Cozinhas e cozinheiros compartilhados: um novo segmento da nova economia?
O negócio é tão promissor que também está atraindo rodadas de investimento. A CloudKitchens, nova startup do cofundador do Uber, Travis Kalanick, nos Estados Unidos, é um exemplo disso. A empresa recebeu um aporte de US$ 400 milhões do fundo soberano da Arábia Saudita ainda no início deste ano, segundo uma reportagem do The Wall Street Journal, e está usando os recursos para comprar vários imóveis nos EUA, na China, no Reino Unido e na Índia.
Em setembro, Eccie Newton, cofundadora do Karma Kitchen, disse ao Financial Times que é a entrega de comida é um segmento em crescimento na empresa, principalmente quando no período noturno, já que a mesma estrutura que atende a determinado empreendedor durante o dia pode ser alugada a outro chef e/ou restaurante à noite.
De acordo com o jornal, o aluguel de uma cozinha compartilhada na primeira unidade do Karma Kitchen em Londres custa cerca de 1,5 mil libras por mês – bem menos do que as cerca de 10 mil libras necessárias para construir um cozinha do zero.
Empresas como a CloudKitchens e a Karma Kitchen, por sua vez, estão abrindo espaço para outro segmento: o de preparo dos alimentos propriamente dito. É o caso da KitOpi, com sede em Dubai, mas que opera em Londres e no Oriente Médio em cozinhas compartilhadas.
É como se um novo segmento da nova economia estivesse brotando a partir do boom dos deliveries e levando o ramo da alimentação a um novo nível de escalabilidade, pós fast-food. Parte desses empreendedores acredita até mesmo que no futuro as pessoas deixarão de preparar seus próprios alimentos.

------------------------------

Descrição da tarefa: Duplique na íntegra o texto sobre cozinhas compartilhadas, sem alterar nenhum caractere.

------------------------------

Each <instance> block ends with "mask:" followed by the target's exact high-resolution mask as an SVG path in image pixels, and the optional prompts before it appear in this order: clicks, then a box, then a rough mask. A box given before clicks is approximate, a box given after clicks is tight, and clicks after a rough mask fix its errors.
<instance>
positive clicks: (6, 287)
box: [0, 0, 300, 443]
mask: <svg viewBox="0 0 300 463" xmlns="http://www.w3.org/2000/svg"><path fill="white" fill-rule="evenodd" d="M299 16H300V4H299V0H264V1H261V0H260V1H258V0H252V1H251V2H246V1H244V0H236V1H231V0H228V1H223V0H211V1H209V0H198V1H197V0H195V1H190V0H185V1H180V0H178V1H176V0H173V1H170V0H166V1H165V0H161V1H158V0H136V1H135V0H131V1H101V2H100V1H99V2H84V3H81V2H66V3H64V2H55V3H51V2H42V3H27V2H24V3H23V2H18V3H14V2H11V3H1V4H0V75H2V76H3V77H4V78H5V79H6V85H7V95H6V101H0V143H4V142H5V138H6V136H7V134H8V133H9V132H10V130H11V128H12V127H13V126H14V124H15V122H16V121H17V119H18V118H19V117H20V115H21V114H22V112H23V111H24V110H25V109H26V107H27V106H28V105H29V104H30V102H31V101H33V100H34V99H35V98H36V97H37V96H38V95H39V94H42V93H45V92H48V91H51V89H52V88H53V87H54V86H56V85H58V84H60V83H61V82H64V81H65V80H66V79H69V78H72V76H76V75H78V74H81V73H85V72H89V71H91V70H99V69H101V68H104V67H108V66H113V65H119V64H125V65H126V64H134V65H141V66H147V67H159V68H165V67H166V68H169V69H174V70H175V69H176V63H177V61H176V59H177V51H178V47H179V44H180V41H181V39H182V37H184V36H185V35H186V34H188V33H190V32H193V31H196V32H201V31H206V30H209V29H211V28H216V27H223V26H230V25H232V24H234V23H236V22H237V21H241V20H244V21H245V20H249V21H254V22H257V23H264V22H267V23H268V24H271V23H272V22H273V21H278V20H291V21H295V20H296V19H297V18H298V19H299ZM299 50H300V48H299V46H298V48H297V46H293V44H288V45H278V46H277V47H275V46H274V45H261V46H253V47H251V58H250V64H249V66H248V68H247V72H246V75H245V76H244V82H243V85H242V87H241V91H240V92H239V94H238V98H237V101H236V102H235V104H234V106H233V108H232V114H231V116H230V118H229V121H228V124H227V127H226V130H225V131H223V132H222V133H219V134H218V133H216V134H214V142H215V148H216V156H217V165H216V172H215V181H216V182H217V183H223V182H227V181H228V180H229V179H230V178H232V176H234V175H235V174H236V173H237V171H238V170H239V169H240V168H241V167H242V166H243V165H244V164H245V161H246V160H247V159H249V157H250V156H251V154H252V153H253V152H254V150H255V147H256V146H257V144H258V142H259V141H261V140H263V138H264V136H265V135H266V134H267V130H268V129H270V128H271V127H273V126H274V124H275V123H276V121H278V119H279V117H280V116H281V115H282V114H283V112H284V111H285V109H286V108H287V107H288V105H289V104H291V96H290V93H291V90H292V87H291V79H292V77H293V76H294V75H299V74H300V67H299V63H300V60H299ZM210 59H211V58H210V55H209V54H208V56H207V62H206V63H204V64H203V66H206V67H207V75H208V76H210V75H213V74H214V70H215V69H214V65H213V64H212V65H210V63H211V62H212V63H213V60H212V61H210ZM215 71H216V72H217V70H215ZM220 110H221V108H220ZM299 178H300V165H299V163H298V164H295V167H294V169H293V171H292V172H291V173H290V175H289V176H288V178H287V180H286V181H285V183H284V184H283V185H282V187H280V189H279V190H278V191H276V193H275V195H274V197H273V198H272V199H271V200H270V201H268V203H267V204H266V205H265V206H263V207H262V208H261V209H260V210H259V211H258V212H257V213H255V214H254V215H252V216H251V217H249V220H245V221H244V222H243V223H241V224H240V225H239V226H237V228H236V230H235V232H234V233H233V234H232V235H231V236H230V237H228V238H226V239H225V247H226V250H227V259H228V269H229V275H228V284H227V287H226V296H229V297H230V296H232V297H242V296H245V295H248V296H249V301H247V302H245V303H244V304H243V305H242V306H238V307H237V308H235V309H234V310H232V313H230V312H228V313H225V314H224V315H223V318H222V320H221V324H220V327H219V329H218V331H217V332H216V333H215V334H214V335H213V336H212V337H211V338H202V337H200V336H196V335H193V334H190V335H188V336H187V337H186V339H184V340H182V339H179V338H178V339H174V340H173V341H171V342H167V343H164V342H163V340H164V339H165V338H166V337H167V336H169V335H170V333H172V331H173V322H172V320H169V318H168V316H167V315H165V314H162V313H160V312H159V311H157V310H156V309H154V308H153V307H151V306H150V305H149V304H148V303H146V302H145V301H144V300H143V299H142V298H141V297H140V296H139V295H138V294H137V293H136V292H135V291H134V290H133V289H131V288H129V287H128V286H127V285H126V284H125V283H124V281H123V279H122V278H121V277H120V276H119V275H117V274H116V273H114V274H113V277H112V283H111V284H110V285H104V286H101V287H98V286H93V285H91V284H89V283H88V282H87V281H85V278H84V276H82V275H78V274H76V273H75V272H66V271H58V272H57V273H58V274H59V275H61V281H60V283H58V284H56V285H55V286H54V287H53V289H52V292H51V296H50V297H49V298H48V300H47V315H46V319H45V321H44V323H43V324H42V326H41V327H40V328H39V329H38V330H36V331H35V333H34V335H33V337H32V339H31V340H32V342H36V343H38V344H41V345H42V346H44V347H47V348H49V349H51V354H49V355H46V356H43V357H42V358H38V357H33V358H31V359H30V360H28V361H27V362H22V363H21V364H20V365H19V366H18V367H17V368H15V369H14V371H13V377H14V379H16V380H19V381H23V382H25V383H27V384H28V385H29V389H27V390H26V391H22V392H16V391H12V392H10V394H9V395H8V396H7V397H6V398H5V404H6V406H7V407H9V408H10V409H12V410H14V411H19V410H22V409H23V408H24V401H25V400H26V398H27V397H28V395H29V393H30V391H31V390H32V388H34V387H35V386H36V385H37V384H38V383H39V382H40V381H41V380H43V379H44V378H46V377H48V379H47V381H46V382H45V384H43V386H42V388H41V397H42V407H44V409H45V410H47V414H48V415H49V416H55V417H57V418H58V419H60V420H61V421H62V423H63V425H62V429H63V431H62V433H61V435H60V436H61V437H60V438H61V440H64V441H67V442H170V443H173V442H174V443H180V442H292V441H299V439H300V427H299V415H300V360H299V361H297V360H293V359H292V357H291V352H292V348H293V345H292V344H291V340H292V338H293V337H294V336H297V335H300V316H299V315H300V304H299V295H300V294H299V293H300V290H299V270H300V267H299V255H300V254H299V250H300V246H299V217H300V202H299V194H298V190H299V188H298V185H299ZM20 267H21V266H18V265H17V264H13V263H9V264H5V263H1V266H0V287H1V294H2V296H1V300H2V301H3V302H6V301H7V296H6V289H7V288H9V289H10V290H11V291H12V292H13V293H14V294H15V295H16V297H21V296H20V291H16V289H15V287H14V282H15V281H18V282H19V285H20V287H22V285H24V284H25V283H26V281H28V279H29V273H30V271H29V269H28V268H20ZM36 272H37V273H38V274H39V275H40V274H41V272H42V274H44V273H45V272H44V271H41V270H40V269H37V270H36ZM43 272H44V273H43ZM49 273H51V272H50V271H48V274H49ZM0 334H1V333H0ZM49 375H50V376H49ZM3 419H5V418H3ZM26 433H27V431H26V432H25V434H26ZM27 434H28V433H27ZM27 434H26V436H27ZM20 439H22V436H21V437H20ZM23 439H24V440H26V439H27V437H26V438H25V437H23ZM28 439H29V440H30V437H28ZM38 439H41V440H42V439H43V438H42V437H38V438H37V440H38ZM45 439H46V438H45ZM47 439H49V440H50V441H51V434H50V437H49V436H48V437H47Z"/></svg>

------------------------------

Resultado do exercício:
Cozinhas e cozinheiros compartilhados: um novo segmento da nova economia?
O negócio é tão promissor que também está atraindo rodadas de investimento. A CloudKitchens, nova startup do cofundador do Uber, Travis Kalanick, nos Estados Unidos, é um exemplo disso. A empresa recebeu um aporte de US$ 400 milhões do fundo soberano da Arábia Saudita ainda no início deste ano, segundo uma reportagem do The Wall Street Journal, e está usando os recursos para comprar vários imóveis nos EUA, na China, no Reino Unido e na Índia.
Em setembro, Eccie Newton, cofundadora do Karma Kitchen, disse ao Financial Times que é a entrega de comida é um segmento em crescimento na empresa, principalmente quando no período noturno, já que a mesma estrutura que atende a determinado empreendedor durante o dia pode ser alugada a outro chef e/ou restaurante à noite.
De acordo com o jornal, o aluguel de uma cozinha compartilhada na primeira unidade do Karma Kitchen em Londres custa cerca de 1,5 mil libras por mês – bem menos do que as cerca de 10 mil libras necessárias para construir um cozinha do zero.
Empresas como a CloudKitchens e a Karma Kitchen, por sua vez, estão abrindo espaço para outro segmento: o de preparo dos alimentos propriamente dito. É o caso da KitOpi, com sede em Dubai, mas que opera em Londres e no Oriente Médio em cozinhas compartilhadas.
É como se um novo segmento da nova economia estivesse brotando a partir do boom dos deliveries e levando o ramo da alimentação a um novo nível de escalabilidade, pós fast-food. Parte desses empreendedores acredita até mesmo que no futuro as pessoas deixarão de preparar seus próprios alimentos.